> TEXT SHOWN

AED Frequently Asked Questions
How to maintain and use an AED
Why is my AED beeping?
An AED may beep for several reasons:
- Disconnected electrode pads: If your AED is beeping and requires electrode pads to be pre-connected, make sure your electrode pads are connected to the AED
- Low battery: Check the charge of your battery to see if its life is depleted, and confirm the battery isn't expired. If it's expired, order a replacement battery.
- Expired electrode pads: Check the expiration date of your electrode pads. Electrode pads can dry out with age or if they become unsealed, so it's important to make sure they're in good working order. If they're expired or not usable, replace the electrodes.
- Internal circuitry issue: If everything else checks out, the beeping may be caused by an internal circuitry issue. Contact Heart Saver for help with this.
If you need replacement electrode pads or batteries, contact Heart Saver and one of our friendly team will help you.
What’s this date on my battery?
The date shown on an AED battery can be a manufactured date, install-by date, or expiration date.
Batteries that contain an expiration date should be used and properly disposed of on or before the expiration date listed.
Batteries that contain a manufactured or install-by date should provide power to your AED for a specific number of years (which varies by brand) from the date the battery was installed in your device.
Helpful hint: For batteries that use a manufactured date or install by date, use a permanent marker to write the date when you installed the battery into the AED. Doing this will allow you to later cross-reference the estimated expiration date and not be forced to remember when you installed the battery years after the fact. Contact us to learn more about how we can use software to help track all of the important expiration dates for your AED program or if you'd like to get answers to your unique situation.
How do I know when my AED’s battery needs to be replaced?
When it comes time to replace your AED's battery, the unit may:
- Fail self-checks
- Have a failing status indicator (red light or mark)
- Not have enough power to operate
These indicate the battery may need replacement.
How do I know my AED is functioning properly?
Most AEDs include a status indicator that allows you to visually determine whether your AED is functioning properly. The status indicator is usually a check mark or flashing light signifying the AED has passed its self-check. All AEDs run self-checks (some daily, some weekly, some monthly), which automatically make sure your AED is functioning properly. Because the AED is performing this automatic self-check, you do not need to turn the device on and off to make sure it's working. In fact, manually turning the AED unit on and off to check its status will drain the battery, thus reducing its useful life. We recommend an annual AED verification check, performed by Heart Saver using our industry-leading analysis equipment. To find out more, visit our AED Verification page.
Should the AED battery be in the machine at all times?
Yes, your AED battery should be in the AED at all times so your AED can run self-checks and verify the AED will be ready in a rescue. In the case of an emergency, every second counts. Finding and inserting the battery into an AED takes up valuable life-saving time.

> AVAILABLE DATA
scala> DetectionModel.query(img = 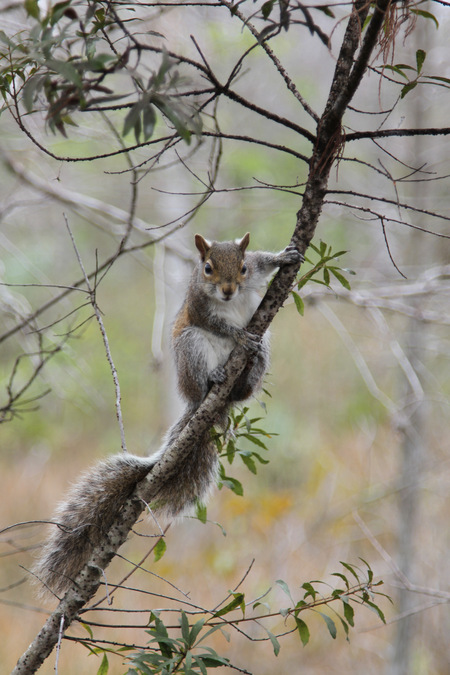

> TASKS TO CARRY OUT
A) Please set down the part of the AED FAQ that begins at the words "If you need" and stops after "in your device.", copying it word for word.
B) According to the AED FAQ, what happens when you manually turn the AED unit on and off to check its status?

> SOLUTIONS TO THE TASKS
A)
If you need replacement electrode pads or batteries, contact Heart Saver and one of our friendly team will help you.
What’s this date on my battery?
The date shown on an AED battery can be a manufactured date, install-by date, or expiration date.
Batteries that contain an expiration date should be used and properly disposed of on or before the expiration date listed.
Batteries that contain a manufactured or install-by date should provide power to your AED for a specific number of years (which varies by brand) from the date the battery was installed in your device.

B) It drains the battery, which reduces the battery's useful life.